### Exercise passage
----------

Additionally, the levels of the three neurotransmitters ACh, dopamine, and serotonin in the cortex and hippocampus of the obese rats are much lower than those of the control rats. These decreases were accompanied by a sharp down regulation of the expression of BDNF, high AChE activity, higher content of Aβ1-42 and up-regulation of the expression of BACE1, also induced expression of (TNF-α) in the cortex and hippocampus tissues of obese rats.
The present study demonstrated a negative correlation between BDNF and TNF-α expression in both cortex and hippocampus. There were a link between the BACE1 expression and Aβ1-42 which was confirmed in the present study by the strong positive correlation between them in both the cortex and hippocampus.

----------

### What you need to do
1) According to the passage on obese rats, which three neurotransmitters were at lower levels in the cortex and hippocampus of obese rats than in control rats?
2) Reproduce the passage on obese rats word for word, from "Additionally, the levels" to "of obese rats.".

----------

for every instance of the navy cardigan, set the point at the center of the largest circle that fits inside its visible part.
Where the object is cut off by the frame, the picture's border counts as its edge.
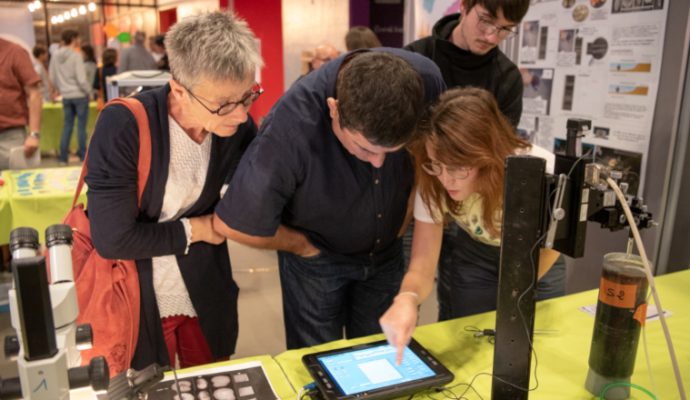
(121, 231)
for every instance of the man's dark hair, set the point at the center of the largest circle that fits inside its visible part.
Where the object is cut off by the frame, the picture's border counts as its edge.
(381, 96)
(513, 10)
(69, 35)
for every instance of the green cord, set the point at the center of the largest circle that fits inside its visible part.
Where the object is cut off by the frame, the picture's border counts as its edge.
(631, 385)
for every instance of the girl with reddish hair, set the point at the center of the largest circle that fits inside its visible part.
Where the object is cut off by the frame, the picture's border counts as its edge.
(459, 162)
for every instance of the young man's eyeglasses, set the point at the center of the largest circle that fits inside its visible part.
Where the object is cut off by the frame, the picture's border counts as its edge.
(230, 106)
(435, 168)
(487, 26)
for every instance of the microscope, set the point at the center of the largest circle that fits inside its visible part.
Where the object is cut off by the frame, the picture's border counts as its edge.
(551, 211)
(45, 315)
(42, 358)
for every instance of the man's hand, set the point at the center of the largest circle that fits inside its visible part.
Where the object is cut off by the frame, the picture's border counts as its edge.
(399, 321)
(202, 230)
(30, 146)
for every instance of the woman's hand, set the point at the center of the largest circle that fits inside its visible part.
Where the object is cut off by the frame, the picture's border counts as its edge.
(399, 321)
(202, 230)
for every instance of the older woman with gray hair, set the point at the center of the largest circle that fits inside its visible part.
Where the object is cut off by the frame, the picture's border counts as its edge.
(199, 130)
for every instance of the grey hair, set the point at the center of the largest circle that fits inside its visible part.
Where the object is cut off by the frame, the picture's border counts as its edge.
(217, 46)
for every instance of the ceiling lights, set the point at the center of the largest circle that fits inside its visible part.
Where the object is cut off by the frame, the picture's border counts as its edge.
(66, 15)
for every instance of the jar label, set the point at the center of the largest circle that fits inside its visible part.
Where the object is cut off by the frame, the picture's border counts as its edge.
(617, 294)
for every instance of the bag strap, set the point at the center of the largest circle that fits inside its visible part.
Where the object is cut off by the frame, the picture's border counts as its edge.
(144, 162)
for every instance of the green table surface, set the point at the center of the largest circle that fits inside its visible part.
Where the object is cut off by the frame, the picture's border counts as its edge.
(52, 120)
(562, 355)
(37, 198)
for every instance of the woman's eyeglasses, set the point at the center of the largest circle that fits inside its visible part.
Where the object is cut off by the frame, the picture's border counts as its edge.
(435, 168)
(230, 106)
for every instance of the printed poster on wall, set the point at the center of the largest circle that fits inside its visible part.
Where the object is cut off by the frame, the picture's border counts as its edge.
(598, 60)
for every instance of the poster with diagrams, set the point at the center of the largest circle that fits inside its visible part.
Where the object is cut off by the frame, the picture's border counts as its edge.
(597, 60)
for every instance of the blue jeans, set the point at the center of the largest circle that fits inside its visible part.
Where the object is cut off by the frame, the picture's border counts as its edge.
(468, 276)
(80, 108)
(328, 293)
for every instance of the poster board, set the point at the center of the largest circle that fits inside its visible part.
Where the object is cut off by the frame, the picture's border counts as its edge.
(598, 60)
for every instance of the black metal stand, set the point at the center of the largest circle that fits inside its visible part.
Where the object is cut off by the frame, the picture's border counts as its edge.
(523, 206)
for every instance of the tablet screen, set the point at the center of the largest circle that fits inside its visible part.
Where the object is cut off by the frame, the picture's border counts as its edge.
(372, 368)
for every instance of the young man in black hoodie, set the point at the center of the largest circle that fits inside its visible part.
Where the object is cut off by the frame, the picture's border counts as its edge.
(464, 46)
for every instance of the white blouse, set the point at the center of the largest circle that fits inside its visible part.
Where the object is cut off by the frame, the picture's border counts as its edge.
(186, 177)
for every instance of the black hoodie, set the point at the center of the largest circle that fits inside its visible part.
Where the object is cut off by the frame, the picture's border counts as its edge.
(492, 71)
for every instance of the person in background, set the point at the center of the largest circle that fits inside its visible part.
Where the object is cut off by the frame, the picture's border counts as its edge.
(68, 73)
(136, 57)
(41, 66)
(323, 53)
(199, 130)
(327, 183)
(465, 48)
(157, 46)
(108, 68)
(460, 172)
(361, 37)
(90, 66)
(20, 102)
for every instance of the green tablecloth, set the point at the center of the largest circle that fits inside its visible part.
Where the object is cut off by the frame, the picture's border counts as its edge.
(37, 198)
(562, 355)
(52, 119)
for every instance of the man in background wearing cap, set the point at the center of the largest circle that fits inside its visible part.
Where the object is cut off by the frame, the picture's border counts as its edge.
(136, 57)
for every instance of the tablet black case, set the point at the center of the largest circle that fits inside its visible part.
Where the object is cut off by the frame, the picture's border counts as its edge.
(329, 390)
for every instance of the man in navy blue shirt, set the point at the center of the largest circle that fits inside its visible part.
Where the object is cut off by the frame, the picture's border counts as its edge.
(327, 183)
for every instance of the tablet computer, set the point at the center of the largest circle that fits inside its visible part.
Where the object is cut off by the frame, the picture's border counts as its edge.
(368, 371)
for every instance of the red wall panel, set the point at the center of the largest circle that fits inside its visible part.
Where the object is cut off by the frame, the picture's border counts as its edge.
(264, 18)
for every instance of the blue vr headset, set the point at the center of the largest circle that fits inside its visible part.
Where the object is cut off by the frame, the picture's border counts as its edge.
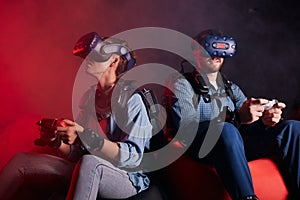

----------

### Answers for each item
1) ACh, dopamine, and serotonin.

2)
Additionally, the levels of the three neurotransmitters ACh, dopamine, and serotonin in the cortex and hippocampus of the obese rats are much lower than those of the control rats. These decreases were accompanied by a sharp down regulation of the expression of BDNF, high AChE activity, higher content of Aβ1-42 and up-regulation of the expression of BACE1, also induced expression of (TNF-α) in the cortex and hippocampus tissues of obese rats.